Your goal
Please set down, word for word, each line from the one containing "Query: camera with lens" through the final line of the records below, both included, and nothing else.

=== Stored data ===

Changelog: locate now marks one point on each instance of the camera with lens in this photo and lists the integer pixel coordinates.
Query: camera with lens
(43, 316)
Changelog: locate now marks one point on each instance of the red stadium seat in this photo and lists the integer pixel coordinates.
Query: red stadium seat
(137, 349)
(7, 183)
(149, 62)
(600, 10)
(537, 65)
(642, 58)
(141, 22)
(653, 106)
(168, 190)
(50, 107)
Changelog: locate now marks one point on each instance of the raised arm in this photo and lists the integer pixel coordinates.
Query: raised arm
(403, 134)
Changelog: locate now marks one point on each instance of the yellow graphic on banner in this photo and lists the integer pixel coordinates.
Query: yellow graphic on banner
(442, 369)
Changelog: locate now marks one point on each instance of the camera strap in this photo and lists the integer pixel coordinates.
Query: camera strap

===

Written answer
Query: camera with lens
(43, 316)
Changelog: locate now marks one point on each instance of the red stadium seat in this photo and lists the integer pixel coordinates.
Query: red stadium seat
(137, 349)
(7, 183)
(149, 62)
(600, 10)
(537, 65)
(642, 58)
(141, 22)
(653, 106)
(168, 190)
(50, 107)
Changelog: locate now marks one point on each instance of the raised arm in this photo and lists the integer pixel coordinates.
Query: raised arm
(403, 134)
Changelog: locate now marks one point on each instance of the yellow graphic on banner in this photo and lists the integer pixel coordinates.
Query: yellow graphic on banner
(442, 369)
Changelog: locate now marks one point on each instance of the camera strap in this photo and lists the integer pixel coordinates.
Query: camera strap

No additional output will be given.